> _Text under study_:
After the establishment of the University of Calcutta, annual examinations of the university used to be held here till the year 1872 after which she got her own building.

In 1867, Town Hall came under the management of the municipal authority, the Justices of Peace for the improvement of the town of Kolkata (later on the Calcutta Corporation). In the 1870s, at the time of Chief Justice Richard Couch, when the present building of the High Court was being built, the Town Hall was temporarily used for judicial purposes. In 1871, one of the puisne judges, Sir John Paxton Norman was assassinated by a fanatic Muslim of the Wahabi sect, while coming down the steps of the Town Hall.
In the year of 1897, the Town Hall had been renovated at a cost of about Rs. 1.1266 million.

===1900–1947===
During 1906 Indian National Congress Calcutta session, in the presidentship of Dadabhai Naoroji the resolution of Swadeshi was adopted in response to the partition of India by Viceroy Lord Curzon.In 1914, almost all the marble statues except the statue of Ramanath Tagore have been shifted to Victoria Memorial. After the introduction of the Dyarchy in 1919, the Town Hall was used as the council chamber of the Bengal Legislative Council. The interior of the Hall was remodeled to suit the needs of the Council. The President of the Council had his chamber in the Town Hall. Subsequently, the Legislative Council moved to its new building in 1931.

> _Dataset entries_:
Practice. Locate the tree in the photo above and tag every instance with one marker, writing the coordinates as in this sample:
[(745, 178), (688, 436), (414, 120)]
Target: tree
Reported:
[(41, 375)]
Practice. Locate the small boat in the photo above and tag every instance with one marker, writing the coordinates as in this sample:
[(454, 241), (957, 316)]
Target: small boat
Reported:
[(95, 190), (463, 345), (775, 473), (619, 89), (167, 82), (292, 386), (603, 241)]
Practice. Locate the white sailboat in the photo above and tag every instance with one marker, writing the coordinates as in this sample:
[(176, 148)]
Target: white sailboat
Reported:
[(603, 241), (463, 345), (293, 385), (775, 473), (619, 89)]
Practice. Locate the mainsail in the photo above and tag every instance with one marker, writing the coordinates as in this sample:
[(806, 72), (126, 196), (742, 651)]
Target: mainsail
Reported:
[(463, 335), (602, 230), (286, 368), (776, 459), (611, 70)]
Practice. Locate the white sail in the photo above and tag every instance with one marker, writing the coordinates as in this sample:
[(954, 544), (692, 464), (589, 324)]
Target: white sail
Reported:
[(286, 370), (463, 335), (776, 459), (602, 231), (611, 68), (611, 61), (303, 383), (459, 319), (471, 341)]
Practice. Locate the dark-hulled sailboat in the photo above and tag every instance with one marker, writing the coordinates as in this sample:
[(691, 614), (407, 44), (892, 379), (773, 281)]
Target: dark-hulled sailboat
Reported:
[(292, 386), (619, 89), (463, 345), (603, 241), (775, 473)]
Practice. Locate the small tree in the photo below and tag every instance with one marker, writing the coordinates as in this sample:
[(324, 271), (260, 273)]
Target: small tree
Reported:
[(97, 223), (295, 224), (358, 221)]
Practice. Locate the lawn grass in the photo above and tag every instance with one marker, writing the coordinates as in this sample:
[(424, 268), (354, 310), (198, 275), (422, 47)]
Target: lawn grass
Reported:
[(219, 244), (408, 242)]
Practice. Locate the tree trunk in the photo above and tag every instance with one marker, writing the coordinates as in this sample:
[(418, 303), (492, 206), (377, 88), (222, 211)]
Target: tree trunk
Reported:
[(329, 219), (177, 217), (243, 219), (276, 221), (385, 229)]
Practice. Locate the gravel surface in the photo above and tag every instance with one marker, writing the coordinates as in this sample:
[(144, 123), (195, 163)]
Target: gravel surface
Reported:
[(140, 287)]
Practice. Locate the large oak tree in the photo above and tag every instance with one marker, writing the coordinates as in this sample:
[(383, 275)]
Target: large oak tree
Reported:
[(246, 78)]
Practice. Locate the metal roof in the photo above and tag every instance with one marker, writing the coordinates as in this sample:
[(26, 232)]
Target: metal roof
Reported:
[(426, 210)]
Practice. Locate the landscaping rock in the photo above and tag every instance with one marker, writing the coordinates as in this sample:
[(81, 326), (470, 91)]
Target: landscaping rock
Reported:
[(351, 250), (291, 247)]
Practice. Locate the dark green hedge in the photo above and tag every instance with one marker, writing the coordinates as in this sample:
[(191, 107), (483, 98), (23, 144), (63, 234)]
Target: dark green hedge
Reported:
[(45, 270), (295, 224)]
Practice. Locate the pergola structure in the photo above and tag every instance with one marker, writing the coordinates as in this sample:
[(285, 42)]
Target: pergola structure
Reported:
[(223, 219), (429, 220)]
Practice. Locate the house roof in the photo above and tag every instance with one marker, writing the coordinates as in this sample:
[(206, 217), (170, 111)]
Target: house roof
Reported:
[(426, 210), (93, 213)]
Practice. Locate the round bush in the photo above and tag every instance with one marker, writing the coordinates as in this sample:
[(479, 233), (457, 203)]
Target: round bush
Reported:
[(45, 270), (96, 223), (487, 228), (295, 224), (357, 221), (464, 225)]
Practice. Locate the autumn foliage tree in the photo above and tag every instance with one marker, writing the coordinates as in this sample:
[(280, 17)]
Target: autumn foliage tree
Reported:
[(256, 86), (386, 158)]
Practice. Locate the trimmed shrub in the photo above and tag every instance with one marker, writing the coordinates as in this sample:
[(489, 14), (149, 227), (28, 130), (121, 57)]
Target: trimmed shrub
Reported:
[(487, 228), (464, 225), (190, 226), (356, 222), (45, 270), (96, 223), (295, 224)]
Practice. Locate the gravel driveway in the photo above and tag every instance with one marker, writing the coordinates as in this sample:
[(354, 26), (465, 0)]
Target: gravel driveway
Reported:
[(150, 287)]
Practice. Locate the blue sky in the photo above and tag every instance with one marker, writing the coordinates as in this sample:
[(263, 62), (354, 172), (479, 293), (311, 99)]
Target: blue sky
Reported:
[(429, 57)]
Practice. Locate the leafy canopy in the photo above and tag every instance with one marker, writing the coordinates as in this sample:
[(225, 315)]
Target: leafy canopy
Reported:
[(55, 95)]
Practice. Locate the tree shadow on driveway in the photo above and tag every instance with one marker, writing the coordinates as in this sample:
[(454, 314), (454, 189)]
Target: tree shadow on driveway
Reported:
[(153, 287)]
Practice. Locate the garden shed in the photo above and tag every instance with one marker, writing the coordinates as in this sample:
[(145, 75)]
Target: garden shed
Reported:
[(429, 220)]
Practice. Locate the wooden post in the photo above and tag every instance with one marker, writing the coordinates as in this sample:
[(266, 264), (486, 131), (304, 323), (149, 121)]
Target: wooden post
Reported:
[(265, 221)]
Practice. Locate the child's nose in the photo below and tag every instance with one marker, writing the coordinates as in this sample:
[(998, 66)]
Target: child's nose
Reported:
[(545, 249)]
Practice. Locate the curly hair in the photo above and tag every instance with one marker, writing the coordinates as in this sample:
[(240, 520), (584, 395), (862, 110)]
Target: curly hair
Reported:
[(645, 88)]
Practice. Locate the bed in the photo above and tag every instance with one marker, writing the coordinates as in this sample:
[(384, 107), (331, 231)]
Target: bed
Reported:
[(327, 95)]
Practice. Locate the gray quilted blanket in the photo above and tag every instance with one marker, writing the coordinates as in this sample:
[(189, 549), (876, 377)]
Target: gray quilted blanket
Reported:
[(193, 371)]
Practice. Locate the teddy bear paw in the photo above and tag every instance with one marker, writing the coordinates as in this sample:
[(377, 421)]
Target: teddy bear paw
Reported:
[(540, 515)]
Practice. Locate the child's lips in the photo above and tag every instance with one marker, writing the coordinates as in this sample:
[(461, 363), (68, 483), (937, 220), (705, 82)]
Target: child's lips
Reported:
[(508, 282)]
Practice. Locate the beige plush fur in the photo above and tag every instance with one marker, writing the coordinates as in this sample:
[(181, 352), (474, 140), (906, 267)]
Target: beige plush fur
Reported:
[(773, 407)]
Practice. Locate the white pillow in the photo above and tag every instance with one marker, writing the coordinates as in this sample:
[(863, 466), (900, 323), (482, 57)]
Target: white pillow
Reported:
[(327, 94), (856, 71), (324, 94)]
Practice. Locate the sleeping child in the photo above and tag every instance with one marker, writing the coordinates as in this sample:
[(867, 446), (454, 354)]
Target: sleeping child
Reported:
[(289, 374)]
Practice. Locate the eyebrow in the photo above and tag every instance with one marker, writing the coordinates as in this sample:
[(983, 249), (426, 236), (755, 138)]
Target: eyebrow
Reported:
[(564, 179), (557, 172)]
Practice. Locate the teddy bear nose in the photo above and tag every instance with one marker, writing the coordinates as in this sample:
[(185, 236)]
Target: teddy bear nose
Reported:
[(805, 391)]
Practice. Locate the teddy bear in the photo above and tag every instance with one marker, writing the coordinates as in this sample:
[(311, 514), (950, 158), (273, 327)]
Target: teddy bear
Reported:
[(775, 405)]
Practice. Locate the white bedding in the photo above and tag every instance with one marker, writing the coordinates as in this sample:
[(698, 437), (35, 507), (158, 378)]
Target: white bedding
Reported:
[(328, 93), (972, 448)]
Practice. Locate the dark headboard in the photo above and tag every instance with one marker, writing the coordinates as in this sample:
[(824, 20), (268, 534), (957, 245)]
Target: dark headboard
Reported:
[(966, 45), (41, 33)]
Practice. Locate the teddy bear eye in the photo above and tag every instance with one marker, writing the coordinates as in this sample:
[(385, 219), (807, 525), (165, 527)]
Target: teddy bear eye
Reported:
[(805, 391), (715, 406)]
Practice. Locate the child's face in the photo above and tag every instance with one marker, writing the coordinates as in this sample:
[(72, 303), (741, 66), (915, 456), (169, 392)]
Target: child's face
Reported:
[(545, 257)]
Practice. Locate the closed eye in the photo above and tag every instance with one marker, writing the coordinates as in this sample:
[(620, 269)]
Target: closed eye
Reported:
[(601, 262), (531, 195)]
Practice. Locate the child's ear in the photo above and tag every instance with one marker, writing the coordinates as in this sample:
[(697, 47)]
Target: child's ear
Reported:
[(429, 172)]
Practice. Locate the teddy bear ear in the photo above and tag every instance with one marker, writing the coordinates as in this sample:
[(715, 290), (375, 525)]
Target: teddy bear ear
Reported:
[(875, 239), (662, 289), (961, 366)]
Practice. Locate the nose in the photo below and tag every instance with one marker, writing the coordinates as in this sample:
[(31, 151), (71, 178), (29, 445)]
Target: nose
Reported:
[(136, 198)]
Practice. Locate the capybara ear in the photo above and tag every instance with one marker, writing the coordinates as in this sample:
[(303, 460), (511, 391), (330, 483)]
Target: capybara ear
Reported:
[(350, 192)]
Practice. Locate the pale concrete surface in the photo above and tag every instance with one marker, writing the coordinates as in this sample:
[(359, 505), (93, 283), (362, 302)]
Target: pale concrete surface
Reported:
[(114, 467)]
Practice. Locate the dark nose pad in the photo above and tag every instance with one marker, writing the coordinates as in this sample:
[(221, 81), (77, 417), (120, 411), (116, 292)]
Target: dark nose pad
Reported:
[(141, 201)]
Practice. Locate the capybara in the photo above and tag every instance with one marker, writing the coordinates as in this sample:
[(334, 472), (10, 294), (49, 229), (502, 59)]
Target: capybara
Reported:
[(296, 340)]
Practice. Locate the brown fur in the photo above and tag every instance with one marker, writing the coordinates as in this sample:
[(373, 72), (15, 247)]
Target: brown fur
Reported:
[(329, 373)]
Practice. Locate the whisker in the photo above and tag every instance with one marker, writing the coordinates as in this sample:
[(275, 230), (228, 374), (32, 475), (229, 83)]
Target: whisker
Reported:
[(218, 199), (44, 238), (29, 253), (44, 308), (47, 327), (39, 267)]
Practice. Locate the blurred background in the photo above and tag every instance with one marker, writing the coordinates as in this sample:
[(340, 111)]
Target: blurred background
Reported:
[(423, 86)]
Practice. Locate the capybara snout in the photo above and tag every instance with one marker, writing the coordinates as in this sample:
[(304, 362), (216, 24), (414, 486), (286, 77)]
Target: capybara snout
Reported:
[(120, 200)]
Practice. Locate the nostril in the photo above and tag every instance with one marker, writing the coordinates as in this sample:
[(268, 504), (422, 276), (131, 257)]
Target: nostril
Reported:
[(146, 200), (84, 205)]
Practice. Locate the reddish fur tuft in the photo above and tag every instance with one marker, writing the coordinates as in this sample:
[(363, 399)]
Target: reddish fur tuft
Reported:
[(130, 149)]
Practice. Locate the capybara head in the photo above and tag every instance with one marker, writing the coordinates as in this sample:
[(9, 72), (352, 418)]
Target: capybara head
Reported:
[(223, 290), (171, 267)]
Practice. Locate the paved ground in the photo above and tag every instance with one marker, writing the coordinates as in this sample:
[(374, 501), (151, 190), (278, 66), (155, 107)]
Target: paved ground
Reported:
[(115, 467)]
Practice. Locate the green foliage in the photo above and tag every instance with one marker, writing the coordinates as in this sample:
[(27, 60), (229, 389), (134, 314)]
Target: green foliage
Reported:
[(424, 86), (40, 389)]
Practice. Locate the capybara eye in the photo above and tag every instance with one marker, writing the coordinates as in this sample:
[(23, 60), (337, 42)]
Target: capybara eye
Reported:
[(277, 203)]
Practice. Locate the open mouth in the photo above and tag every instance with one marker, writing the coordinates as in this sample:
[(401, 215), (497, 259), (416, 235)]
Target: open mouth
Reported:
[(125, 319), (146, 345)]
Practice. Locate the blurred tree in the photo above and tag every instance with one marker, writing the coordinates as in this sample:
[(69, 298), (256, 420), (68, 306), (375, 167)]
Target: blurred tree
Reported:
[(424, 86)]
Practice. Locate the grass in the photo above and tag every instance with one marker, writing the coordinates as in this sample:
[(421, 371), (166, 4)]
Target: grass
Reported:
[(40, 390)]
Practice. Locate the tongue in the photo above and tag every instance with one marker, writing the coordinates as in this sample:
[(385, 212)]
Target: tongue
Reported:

> _Task_:
Can you write out the Town Hall history again from "In 1867, Town" through "of the Town Hall.", replacing "assassinated" with "killed"?

> _Answer space_:
In 1867, Town Hall came under the management of the municipal authority, the Justices of Peace for the improvement of the town of Kolkata (later on the Calcutta Corporation). In the 1870s, at the time of Chief Justice Richard Couch, when the present building of the High Court was being built, the Town Hall was temporarily used for judicial purposes. In 1871, one of the puisne judges, Sir John Paxton Norman was killed by a fanatic Muslim of the Wahabi sect, while coming down the steps of the Town Hall.